What follows is a block of records; reproduce all of it verbatim.

---- Entries

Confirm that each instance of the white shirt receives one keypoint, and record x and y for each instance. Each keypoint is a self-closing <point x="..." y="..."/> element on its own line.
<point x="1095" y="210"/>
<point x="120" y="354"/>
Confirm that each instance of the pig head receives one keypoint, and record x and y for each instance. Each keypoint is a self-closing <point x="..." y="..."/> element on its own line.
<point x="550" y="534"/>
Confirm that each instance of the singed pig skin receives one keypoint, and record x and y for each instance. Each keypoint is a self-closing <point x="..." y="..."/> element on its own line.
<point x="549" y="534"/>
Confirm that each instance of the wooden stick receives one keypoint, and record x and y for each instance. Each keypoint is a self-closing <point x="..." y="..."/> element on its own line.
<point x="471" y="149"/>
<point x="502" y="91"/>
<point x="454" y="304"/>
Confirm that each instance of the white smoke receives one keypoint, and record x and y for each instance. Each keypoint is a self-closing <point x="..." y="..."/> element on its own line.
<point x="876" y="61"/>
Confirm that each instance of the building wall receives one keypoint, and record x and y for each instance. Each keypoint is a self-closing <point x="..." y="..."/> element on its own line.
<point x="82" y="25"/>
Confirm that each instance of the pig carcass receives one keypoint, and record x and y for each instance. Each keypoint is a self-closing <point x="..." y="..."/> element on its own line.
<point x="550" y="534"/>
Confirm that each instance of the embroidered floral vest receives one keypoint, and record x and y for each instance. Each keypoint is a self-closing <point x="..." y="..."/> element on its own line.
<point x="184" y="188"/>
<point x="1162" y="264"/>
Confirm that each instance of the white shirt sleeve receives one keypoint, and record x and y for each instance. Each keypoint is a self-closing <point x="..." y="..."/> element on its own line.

--------

(Exercise result):
Confirm that each instance of the white shirt receives one keypoint, and record x and y for each instance. Each keypoint is a self-closing <point x="..." y="..."/> element on its own line.
<point x="1095" y="210"/>
<point x="120" y="354"/>
Confirm that each instance of the pig head receives one keypoint, and record x and y for each instance. Each keypoint is a self-closing <point x="..." y="..."/> element on its own line.
<point x="550" y="534"/>
Confirm that each instance of the singed pig skin receives one keypoint, and record x and y for each instance. Each keypoint is a self-closing <point x="..." y="..."/> element on its own line.
<point x="549" y="534"/>
Confirm that each instance of the wooden stick receives one keypoint, and record x and y for each instance. Each keypoint is a self-closing <point x="..." y="..."/> element on its own line.
<point x="471" y="149"/>
<point x="502" y="91"/>
<point x="454" y="304"/>
Confirm that each instance of the white smoke receives one keypoint, and record x and y for each instance. Each keypoint is a self-closing <point x="..." y="..."/> element on its own line.
<point x="876" y="61"/>
Confirm that each instance of the building wall receives one keypoint, and record x and y for each instance. Each keypoint is a self-closing <point x="..." y="..."/> element on its own line.
<point x="82" y="25"/>
Confirm that each instance of the pig carcass receives one keypoint, and record x and y for each instance. Each keypoint is a self-closing <point x="..." y="..."/> element on its own line.
<point x="550" y="534"/>
Confirm that each instance of the embroidered floral vest receives one keypoint, and record x and y for each instance. Each keypoint is a self-closing <point x="..." y="..."/> element on its own line.
<point x="184" y="188"/>
<point x="1162" y="264"/>
Confirm that each instance of the white shirt sleeve receives one keypoint, and record x and y for each instance. Each keypoint is a self-closing <point x="..." y="..."/> element on its own line.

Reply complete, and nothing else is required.